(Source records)

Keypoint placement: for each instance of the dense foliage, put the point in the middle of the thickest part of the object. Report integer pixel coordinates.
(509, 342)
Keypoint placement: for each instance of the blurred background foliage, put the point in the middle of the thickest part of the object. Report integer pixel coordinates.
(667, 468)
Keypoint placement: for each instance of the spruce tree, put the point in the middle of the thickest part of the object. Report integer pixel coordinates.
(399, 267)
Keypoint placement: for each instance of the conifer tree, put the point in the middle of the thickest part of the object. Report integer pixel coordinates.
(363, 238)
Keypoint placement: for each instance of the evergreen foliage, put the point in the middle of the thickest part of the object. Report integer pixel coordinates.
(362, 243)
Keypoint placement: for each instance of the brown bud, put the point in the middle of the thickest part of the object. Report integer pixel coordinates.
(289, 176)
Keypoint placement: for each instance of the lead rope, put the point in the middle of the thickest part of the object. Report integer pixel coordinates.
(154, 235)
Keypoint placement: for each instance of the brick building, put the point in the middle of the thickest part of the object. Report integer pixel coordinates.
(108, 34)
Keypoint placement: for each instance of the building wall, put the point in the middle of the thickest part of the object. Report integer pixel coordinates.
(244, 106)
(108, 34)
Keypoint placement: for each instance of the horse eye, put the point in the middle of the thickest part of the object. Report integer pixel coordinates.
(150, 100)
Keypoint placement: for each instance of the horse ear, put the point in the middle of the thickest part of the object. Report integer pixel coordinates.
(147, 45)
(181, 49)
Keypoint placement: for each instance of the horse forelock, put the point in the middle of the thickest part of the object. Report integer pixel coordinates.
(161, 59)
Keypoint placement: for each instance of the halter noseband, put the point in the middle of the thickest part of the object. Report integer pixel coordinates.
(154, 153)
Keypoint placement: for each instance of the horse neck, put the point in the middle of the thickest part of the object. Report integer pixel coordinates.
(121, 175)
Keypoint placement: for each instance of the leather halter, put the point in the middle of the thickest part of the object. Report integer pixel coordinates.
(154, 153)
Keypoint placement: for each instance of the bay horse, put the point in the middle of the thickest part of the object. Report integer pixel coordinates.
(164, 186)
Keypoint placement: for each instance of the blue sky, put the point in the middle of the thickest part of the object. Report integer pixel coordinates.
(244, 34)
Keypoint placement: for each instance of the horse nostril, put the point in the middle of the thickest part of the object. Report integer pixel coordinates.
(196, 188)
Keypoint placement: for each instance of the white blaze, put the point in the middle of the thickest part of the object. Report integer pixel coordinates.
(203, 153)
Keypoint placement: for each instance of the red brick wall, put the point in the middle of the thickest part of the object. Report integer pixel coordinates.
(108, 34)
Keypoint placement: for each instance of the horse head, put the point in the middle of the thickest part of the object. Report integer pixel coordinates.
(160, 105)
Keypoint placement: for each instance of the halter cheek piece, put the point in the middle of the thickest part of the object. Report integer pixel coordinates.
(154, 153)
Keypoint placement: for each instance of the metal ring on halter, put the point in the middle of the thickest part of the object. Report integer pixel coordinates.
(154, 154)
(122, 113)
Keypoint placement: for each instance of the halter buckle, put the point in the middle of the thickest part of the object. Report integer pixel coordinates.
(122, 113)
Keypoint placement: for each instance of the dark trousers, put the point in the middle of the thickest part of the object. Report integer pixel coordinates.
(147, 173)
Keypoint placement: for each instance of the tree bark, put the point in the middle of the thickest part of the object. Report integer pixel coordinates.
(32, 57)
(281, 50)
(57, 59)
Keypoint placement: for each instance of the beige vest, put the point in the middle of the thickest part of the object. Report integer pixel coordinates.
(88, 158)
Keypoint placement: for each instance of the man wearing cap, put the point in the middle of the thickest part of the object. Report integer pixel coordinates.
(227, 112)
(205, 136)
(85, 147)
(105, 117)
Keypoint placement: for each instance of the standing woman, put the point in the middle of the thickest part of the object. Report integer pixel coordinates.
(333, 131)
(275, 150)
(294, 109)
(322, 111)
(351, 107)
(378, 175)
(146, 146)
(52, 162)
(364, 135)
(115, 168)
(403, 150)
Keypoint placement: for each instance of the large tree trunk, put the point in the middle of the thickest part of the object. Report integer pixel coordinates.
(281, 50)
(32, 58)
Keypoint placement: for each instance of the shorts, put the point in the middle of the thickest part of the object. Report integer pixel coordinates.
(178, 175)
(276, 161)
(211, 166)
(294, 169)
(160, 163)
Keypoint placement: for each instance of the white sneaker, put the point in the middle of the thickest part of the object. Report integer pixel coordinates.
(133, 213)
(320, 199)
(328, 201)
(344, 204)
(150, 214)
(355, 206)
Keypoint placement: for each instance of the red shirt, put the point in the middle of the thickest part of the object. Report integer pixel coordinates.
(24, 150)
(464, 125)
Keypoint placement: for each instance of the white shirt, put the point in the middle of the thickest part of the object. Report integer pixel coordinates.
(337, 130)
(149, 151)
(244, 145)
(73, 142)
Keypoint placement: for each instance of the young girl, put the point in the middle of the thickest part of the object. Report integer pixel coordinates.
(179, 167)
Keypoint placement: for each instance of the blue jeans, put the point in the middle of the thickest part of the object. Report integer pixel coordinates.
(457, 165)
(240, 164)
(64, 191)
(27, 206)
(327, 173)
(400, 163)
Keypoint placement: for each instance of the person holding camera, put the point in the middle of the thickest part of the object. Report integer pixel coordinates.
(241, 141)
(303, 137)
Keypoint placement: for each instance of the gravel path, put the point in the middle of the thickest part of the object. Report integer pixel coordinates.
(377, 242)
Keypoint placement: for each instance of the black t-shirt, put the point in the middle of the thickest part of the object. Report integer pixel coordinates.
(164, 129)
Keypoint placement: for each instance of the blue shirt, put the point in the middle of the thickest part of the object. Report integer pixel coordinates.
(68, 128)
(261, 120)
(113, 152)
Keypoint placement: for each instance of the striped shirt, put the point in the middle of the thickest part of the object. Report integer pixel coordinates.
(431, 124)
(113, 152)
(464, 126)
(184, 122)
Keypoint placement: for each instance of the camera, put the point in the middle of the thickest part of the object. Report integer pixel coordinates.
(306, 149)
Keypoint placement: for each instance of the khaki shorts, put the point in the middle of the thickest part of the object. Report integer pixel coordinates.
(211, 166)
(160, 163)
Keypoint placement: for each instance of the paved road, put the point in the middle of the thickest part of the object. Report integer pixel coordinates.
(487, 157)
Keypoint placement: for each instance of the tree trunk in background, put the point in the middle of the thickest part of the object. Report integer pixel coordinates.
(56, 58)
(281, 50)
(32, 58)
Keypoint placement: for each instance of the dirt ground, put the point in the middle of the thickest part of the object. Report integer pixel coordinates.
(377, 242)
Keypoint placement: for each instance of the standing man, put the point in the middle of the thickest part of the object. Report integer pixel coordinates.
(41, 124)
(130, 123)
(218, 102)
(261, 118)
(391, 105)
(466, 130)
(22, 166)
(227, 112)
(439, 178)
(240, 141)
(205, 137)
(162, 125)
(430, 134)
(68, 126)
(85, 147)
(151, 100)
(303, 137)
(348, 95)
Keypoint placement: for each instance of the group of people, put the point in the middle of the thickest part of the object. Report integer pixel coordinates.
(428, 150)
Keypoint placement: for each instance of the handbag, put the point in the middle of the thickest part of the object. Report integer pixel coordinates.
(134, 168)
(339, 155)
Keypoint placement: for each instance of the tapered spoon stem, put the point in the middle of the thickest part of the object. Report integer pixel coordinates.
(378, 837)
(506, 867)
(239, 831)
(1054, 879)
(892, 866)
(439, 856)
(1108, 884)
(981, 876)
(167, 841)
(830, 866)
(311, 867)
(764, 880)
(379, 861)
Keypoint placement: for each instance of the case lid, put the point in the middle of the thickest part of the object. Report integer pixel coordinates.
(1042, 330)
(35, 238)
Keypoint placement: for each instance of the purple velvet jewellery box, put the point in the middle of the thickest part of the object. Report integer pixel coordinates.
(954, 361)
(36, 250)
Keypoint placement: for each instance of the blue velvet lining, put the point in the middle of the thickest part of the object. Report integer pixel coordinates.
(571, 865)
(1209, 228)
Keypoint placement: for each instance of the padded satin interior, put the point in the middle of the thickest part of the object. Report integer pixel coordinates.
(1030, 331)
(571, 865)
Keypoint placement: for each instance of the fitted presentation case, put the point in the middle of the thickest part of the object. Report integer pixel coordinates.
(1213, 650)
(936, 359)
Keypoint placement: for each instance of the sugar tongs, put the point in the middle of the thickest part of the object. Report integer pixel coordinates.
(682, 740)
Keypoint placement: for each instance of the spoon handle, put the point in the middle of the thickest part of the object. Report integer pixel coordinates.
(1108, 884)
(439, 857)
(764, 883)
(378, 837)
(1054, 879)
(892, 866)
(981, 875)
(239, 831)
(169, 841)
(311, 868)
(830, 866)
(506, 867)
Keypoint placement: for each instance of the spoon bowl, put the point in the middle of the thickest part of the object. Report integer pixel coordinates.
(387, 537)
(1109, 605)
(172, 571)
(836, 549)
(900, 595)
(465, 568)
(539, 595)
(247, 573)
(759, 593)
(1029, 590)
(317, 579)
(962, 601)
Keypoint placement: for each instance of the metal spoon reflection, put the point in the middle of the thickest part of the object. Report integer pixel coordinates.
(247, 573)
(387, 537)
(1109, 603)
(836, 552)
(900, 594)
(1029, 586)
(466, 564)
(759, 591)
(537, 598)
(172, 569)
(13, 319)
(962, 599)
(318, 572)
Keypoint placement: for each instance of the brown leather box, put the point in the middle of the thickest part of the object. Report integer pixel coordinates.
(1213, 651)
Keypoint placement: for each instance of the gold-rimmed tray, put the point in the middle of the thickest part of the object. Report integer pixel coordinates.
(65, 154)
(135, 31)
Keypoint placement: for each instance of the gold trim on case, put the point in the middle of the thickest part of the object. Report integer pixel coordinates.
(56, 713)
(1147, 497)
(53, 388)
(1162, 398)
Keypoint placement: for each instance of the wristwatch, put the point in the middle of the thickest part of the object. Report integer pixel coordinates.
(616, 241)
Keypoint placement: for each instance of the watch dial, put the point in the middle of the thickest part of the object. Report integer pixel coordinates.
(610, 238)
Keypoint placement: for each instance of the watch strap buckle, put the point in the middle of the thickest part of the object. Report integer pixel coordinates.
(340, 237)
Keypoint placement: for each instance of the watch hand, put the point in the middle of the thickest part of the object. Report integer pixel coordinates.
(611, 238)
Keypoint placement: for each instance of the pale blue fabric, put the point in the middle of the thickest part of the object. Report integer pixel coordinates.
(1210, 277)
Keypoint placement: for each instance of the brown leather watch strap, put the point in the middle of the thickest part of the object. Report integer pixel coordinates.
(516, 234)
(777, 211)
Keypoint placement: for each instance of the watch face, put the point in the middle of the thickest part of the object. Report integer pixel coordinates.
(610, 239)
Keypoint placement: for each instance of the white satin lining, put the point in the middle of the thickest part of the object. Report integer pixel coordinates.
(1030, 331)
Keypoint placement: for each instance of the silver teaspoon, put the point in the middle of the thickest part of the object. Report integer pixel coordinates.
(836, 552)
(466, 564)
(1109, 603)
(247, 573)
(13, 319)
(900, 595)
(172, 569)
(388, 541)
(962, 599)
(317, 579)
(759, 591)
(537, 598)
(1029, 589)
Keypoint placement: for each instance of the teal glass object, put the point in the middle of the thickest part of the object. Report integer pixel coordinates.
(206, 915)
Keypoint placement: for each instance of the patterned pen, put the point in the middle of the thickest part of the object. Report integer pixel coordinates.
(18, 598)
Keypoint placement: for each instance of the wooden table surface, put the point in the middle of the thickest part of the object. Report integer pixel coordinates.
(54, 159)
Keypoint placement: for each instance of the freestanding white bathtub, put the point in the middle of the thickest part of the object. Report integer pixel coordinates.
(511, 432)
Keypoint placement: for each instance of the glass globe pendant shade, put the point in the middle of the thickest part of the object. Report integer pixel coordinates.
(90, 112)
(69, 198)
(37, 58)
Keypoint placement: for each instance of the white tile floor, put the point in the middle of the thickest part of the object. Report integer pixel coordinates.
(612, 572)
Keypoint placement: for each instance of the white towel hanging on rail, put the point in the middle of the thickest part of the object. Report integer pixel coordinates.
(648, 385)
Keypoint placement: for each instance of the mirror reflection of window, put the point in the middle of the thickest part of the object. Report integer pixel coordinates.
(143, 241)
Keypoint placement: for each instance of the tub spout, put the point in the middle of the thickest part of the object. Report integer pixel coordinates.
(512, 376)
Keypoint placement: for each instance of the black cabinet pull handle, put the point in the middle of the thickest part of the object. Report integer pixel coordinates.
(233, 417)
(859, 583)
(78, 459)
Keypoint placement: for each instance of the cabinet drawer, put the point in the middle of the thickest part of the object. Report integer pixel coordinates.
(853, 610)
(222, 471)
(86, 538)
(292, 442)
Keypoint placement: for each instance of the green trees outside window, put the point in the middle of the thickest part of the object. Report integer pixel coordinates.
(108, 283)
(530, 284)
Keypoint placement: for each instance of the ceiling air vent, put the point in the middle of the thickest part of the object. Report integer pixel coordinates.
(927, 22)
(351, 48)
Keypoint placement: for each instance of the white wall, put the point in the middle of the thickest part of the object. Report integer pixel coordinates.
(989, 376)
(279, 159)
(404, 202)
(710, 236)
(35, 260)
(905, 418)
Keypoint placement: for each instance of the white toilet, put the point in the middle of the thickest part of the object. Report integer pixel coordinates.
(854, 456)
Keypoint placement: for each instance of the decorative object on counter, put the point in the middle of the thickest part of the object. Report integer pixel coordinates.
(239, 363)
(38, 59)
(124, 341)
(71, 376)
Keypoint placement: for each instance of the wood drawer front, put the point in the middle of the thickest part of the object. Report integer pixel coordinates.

• **TASK TO COMPLETE**: Repeat precisely the lines of the data starting at the one containing "Keypoint placement: for each instance of the mirror", last line included.

• **TASK OUTPUT**:
Keypoint placement: for each instance of the mirror reflection of window, put the point in the middle of the thickest part of the object. Report integer pixel coordinates.
(143, 241)
Keypoint placement: for each instance of the tub spout, put the point in the middle of the thickest part of the object. Report integer pixel coordinates.
(512, 376)
Keypoint placement: for each instance of the black cabinet pull handle, put the point in the middle of the thickest part of the object. Report integer pixel coordinates.
(233, 417)
(859, 583)
(78, 459)
Keypoint placement: for each instance of the cabinet drawer, put the point in the middle of the thickest part of the object. Report integer pixel coordinates.
(853, 610)
(222, 471)
(86, 538)
(292, 442)
Keypoint placement: for each instance of the green trees outside window, put the point in the middle of the thickest part of the object. Report integer pixel coordinates.
(108, 283)
(530, 284)
Keypoint placement: for each instance of the ceiling air vent, put the point in the middle of the thickest part of the object. Report integer pixel coordinates.
(927, 22)
(351, 48)
Keypoint placement: for each instance of the white wall, put the point in the middle of the thickest part of the object. Report integer pixel coordinates.
(989, 376)
(279, 159)
(404, 202)
(710, 236)
(35, 260)
(905, 418)
Keypoint placement: for each instance of the white toilet, put the point in the middle of the thickest part of the object. Report integer pixel coordinates.
(854, 456)
Keypoint placement: for each instance of the decorative object on counter, put the point in the middle of the thickest part of the object. Report integer pixel coordinates.
(239, 363)
(38, 59)
(124, 341)
(71, 376)
Keypoint placement: for each instance of the wood drawer front, put the point in the middle of the thickest part of the object. Report integer pixel coordinates.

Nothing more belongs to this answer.